Your goal: Show every line from the entries that follow which holds the word "frame".

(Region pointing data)
-- Opening Marker --

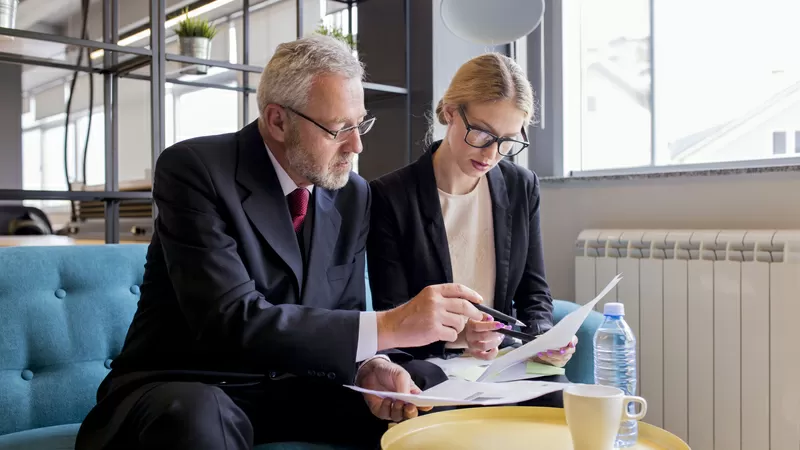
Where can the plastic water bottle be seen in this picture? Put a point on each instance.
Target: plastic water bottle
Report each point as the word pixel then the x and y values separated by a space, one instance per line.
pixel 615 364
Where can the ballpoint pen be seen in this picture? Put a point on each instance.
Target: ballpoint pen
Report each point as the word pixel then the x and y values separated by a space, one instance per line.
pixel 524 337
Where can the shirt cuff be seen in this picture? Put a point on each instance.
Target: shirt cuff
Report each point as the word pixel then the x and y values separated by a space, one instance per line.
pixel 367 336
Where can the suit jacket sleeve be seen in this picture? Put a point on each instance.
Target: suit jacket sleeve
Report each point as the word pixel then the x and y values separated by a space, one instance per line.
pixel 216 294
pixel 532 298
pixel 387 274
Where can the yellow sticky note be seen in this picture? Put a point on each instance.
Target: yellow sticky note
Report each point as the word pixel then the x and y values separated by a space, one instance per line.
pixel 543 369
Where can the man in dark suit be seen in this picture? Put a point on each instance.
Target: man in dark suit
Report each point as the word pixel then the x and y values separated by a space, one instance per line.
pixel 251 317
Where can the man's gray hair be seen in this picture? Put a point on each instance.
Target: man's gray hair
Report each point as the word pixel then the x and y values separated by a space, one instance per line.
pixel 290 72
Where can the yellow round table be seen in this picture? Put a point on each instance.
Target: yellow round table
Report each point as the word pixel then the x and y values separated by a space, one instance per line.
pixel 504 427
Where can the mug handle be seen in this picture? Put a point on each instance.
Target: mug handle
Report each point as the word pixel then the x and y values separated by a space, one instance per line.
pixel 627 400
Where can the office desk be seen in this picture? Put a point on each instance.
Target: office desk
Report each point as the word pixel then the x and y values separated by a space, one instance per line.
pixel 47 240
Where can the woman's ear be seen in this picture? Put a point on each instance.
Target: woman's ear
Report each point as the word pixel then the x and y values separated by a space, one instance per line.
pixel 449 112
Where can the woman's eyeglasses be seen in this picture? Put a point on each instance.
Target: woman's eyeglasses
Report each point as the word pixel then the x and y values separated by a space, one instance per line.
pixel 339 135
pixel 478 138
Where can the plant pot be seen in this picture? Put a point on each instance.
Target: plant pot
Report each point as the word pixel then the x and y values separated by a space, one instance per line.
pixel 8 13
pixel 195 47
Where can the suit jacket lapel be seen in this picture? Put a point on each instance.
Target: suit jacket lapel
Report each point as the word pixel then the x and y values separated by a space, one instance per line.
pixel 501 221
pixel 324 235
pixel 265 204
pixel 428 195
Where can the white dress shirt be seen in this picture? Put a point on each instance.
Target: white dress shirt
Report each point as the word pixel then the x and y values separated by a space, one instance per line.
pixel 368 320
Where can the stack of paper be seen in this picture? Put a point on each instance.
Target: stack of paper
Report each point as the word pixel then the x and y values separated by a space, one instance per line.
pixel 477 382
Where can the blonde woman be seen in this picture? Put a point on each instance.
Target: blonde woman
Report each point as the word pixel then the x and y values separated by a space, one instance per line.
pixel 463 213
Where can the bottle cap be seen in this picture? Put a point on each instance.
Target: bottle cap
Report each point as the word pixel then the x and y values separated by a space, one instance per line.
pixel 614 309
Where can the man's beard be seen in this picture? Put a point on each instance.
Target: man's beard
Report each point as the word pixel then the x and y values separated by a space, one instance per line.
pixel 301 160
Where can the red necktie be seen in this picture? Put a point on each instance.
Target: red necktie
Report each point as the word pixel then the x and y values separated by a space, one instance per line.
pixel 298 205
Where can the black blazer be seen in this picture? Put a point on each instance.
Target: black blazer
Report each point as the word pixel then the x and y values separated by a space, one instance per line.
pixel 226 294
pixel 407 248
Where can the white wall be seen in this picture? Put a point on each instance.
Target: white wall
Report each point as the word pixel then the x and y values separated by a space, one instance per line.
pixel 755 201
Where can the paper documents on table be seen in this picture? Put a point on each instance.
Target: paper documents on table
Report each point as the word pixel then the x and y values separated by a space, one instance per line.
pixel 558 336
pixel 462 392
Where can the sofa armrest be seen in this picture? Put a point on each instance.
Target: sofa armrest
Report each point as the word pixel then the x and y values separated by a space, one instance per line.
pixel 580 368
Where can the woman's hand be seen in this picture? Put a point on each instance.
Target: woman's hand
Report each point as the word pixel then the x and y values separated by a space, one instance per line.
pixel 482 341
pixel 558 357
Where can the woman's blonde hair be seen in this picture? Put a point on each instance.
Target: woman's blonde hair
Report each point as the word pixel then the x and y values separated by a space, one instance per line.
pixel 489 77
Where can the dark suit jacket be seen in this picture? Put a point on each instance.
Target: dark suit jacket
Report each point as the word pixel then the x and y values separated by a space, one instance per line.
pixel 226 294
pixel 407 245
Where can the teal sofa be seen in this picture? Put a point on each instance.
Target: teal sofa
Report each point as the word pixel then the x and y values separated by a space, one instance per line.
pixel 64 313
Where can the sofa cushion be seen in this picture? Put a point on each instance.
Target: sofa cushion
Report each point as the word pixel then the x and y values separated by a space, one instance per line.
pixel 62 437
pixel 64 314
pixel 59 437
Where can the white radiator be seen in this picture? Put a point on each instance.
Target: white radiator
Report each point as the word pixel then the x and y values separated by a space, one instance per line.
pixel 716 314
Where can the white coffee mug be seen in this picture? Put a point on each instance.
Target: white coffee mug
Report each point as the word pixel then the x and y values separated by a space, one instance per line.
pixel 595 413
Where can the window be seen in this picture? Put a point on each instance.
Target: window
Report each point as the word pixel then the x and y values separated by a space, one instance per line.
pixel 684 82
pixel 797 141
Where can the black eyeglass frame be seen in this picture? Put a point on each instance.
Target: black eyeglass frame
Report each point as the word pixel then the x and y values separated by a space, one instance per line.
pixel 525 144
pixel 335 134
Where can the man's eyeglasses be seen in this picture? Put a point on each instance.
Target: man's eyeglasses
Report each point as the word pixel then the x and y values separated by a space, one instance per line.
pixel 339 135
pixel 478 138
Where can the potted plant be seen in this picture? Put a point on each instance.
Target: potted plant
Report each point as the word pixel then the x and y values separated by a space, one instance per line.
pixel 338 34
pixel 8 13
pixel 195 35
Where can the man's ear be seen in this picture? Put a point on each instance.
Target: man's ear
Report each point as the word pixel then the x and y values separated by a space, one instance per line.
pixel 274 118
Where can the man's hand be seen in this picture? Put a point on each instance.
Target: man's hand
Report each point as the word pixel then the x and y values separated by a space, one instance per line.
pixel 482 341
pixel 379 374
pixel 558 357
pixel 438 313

-- Closing Marker --
-- Opening Marker --

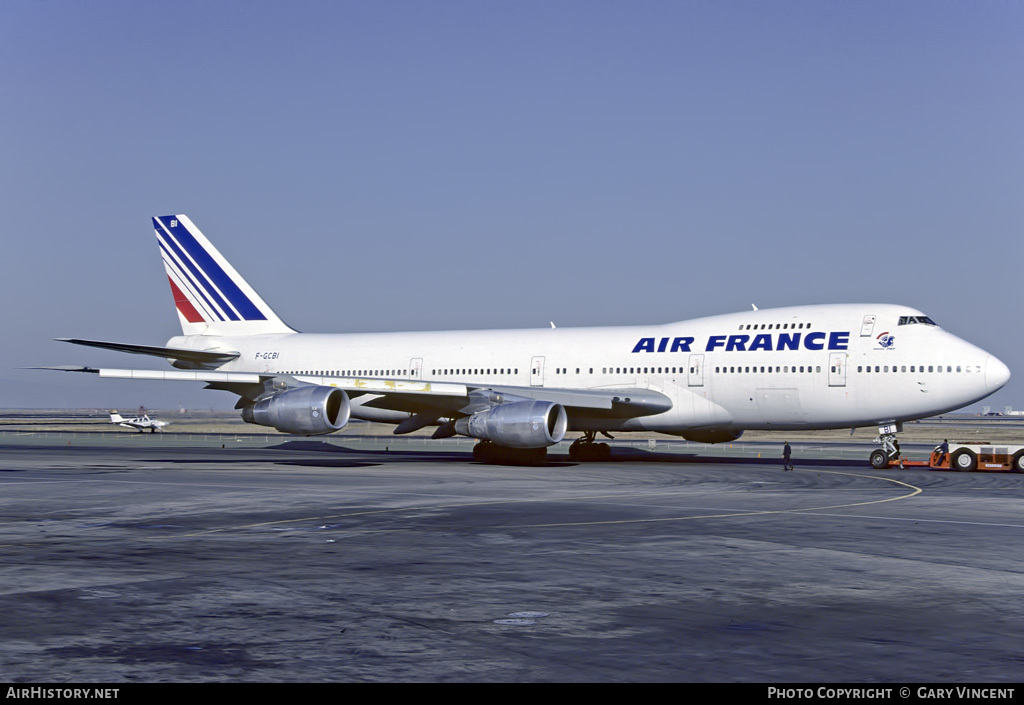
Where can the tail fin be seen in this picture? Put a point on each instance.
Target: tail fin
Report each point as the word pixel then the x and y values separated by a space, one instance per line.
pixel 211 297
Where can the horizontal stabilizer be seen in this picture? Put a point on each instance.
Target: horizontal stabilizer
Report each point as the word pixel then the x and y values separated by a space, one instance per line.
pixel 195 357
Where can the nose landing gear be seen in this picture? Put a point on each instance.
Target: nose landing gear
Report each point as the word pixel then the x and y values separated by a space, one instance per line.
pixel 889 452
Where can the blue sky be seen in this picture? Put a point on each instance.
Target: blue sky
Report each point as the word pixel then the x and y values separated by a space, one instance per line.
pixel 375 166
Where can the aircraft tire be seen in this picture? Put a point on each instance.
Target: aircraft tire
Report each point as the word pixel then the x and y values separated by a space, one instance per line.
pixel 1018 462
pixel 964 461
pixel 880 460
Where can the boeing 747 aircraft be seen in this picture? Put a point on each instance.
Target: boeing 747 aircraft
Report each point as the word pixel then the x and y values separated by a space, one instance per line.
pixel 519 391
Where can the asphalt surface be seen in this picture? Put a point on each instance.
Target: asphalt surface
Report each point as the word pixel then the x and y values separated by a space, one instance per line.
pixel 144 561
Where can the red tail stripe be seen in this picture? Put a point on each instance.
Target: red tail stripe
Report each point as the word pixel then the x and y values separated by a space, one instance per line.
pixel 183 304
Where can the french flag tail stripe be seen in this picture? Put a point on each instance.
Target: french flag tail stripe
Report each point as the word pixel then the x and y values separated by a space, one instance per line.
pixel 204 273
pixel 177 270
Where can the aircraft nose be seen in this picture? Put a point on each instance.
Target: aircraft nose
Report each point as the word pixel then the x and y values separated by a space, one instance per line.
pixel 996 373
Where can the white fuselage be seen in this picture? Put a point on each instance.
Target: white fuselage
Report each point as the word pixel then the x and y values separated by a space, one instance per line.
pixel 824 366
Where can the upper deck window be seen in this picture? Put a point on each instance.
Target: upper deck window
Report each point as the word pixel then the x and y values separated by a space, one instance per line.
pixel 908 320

-- Closing Marker --

Answer below:
Where can the black eyeglass frame be seen in this picture? Put a point on each instance.
Target: black eyeglass frame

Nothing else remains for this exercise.